─── PASSAGE
# One more day



## Kyle Samuel (Dec 1, 2014)

Tomorrow I go in for my initiation. I am very nervous about it but have been looking forward to joining for a while. I think I'm nervous cause I don't know what to expect. Needed some words of advise .


----------



## dmurawsky (Dec 2, 2014)

Breathe. Get there early and socialize. Remember that these are your soon to be brethren. Listen and pay attention to details.


----------



## dfreybur (Dec 2, 2014)

Welcome to the family once adopted brother.


----------



## Kyle Samuel (Dec 2, 2014)

Truly amazing . Thank you brothers for the help and support.


----------



## Warrior1256 (Dec 3, 2014)

Congratulations brother, the best is yet to come.


----------



## CloseYetFar (Dec 4, 2014)

Congratulations and welcome!


----------



## Kyle Samuel (Dec 4, 2014)

After the night was done I felt like I wanted more. I wanted to understand more. More light. Not sure if that is normal.
──────
PROBLEMS:
1. Render this sentence from the thread in Spanish: "Get there early and socialize."
2. In the thread, on what date did Kyle Samuel make his first post?
3. Please reproduce the part of the thread that begins at the words "## dmurawsky (Dec" and stops after "attention to details.".
Rely only on the thread when answering.
─── RAW RECORDS
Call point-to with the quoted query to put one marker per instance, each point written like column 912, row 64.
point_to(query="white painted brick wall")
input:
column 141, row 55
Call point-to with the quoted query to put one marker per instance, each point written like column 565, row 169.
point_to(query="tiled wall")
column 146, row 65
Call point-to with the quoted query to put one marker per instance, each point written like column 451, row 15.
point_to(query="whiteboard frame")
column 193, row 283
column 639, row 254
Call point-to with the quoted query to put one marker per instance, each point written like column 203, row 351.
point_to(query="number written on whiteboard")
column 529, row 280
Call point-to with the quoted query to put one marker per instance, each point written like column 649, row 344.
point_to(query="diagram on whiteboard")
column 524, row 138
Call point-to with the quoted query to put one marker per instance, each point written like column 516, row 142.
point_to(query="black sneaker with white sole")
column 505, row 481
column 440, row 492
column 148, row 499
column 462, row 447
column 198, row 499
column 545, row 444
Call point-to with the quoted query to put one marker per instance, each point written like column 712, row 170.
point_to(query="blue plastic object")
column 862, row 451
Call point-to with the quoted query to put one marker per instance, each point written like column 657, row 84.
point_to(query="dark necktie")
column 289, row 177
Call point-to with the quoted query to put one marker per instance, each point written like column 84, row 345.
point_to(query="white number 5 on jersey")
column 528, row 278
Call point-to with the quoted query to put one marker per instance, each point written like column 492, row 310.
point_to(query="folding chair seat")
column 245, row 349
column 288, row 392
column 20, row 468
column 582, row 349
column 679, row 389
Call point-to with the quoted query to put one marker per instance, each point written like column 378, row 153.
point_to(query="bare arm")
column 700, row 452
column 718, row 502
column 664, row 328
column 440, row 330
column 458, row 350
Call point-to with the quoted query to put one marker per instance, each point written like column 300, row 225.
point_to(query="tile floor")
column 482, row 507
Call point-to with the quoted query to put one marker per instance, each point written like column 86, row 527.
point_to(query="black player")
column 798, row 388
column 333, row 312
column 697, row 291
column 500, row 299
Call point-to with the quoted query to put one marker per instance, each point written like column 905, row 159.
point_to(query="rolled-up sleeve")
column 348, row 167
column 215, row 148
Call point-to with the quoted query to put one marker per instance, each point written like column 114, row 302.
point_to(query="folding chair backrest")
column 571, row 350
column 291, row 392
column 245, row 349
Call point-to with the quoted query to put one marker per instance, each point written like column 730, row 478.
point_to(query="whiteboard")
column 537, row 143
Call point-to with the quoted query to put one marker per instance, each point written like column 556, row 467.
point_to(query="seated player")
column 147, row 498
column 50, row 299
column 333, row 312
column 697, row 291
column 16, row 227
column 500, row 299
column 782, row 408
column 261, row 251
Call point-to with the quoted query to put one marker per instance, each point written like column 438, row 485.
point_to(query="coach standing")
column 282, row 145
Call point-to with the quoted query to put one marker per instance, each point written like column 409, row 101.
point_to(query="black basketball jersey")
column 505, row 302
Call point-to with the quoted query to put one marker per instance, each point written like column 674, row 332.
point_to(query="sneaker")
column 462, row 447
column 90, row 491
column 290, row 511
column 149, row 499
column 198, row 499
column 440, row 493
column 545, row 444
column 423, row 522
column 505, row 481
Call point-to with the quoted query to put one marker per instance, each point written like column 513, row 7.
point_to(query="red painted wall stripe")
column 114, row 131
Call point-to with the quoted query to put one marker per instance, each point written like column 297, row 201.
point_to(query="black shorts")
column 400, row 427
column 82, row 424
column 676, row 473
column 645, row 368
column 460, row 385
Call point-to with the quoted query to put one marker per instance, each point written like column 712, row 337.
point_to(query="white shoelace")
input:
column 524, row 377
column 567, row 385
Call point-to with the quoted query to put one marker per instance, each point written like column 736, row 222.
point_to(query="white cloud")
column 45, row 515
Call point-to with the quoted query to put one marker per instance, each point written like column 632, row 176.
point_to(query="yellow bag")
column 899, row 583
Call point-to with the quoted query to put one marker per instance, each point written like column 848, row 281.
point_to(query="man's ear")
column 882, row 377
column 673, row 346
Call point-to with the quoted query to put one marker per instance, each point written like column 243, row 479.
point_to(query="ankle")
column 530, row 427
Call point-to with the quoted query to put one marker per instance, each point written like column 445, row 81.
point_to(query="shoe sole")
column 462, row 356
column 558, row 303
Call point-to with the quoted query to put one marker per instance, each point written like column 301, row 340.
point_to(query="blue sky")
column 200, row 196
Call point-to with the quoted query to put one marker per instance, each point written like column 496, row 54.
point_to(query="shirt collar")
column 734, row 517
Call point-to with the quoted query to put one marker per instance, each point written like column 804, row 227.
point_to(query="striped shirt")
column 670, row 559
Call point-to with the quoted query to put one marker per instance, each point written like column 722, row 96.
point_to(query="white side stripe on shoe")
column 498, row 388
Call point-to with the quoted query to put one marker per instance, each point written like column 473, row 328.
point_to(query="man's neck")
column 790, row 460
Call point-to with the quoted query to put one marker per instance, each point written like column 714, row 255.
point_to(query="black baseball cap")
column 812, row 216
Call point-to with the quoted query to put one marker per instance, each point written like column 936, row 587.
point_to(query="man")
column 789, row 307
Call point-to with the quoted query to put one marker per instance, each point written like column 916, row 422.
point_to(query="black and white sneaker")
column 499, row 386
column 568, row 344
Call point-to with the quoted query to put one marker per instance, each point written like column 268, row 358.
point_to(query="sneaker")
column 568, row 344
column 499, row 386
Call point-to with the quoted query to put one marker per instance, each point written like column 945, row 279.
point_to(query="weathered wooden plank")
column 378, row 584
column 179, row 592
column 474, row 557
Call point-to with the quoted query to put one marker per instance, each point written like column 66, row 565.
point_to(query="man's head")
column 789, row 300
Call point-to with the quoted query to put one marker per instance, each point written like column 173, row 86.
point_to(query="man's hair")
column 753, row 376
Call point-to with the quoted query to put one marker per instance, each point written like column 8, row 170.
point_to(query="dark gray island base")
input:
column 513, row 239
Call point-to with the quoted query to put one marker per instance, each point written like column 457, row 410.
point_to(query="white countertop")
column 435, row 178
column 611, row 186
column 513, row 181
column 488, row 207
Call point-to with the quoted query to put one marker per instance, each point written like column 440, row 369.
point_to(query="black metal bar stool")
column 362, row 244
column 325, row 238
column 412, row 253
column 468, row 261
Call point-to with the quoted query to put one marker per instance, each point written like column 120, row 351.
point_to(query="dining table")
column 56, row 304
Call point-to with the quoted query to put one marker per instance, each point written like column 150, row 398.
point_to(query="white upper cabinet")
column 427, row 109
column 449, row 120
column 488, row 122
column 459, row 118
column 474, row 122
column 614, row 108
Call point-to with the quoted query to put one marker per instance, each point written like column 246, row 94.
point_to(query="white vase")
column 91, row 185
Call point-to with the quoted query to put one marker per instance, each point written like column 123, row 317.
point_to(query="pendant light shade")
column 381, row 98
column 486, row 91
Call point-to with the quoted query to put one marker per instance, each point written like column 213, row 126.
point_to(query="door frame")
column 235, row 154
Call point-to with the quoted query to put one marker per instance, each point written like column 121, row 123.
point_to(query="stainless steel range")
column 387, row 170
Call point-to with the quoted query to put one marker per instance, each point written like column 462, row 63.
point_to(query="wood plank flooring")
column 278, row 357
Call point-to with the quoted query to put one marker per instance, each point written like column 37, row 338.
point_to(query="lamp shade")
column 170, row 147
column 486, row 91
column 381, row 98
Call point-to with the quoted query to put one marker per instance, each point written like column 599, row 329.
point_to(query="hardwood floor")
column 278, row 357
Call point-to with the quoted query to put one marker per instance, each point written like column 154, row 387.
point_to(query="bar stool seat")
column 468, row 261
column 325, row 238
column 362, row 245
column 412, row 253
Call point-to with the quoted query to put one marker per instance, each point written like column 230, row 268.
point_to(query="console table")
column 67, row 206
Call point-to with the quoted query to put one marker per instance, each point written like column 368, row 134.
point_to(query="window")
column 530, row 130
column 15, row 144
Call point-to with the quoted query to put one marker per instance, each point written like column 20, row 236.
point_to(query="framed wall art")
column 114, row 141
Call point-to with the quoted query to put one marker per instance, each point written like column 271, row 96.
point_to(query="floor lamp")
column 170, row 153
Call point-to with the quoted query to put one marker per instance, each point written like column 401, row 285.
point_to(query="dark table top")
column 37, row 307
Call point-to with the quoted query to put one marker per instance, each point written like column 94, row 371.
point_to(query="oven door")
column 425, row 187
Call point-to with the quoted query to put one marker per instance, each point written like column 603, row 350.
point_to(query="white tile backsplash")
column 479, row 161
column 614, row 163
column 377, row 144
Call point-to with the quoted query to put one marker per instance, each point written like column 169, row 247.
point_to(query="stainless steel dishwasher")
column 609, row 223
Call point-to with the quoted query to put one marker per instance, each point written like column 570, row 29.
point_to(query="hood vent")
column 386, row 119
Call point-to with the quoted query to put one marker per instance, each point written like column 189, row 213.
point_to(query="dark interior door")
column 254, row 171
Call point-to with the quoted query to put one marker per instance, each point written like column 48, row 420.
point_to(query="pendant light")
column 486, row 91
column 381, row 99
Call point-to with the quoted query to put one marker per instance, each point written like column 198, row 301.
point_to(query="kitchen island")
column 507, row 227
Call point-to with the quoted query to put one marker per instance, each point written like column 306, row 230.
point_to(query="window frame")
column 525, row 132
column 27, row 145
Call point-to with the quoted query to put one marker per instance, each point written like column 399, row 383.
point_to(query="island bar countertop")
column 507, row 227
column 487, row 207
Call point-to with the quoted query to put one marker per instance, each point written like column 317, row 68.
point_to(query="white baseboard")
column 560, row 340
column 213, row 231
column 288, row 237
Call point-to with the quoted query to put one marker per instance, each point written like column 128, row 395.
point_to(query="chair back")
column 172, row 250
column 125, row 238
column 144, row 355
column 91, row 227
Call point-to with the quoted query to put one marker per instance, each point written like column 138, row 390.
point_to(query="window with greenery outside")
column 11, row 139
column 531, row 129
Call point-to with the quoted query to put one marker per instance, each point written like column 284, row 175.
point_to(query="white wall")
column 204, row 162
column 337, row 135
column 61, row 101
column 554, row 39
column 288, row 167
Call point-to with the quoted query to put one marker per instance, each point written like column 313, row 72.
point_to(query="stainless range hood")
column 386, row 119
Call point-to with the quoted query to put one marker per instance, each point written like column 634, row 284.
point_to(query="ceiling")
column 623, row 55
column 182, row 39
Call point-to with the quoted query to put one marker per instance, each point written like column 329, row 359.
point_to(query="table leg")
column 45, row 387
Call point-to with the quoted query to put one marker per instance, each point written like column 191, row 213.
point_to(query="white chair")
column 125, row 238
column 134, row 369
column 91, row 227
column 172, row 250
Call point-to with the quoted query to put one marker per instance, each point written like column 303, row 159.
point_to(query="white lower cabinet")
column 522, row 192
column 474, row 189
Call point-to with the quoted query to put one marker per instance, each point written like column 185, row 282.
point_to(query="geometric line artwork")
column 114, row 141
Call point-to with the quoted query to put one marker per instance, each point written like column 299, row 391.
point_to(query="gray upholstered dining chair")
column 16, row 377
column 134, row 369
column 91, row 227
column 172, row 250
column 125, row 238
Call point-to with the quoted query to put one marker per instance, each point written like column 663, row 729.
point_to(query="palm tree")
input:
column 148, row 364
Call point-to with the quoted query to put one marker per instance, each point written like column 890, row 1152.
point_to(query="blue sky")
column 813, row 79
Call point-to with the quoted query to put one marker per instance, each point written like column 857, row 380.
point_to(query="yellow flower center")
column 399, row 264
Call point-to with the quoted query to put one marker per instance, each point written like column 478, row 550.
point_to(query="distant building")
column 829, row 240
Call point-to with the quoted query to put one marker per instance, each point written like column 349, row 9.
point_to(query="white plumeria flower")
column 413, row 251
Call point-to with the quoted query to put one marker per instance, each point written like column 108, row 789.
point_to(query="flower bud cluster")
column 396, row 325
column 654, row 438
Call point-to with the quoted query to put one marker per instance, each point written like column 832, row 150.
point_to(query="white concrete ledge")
──────
SOLUTIONS BY TASK:
1. Llega temprano y socializa.

2. Dec 1, 2014

3.
## dmurawsky (Dec 2, 2014)

Breathe. Get there early and socialize. Remember that these are your soon to be brethren. Listen and pay attention to details.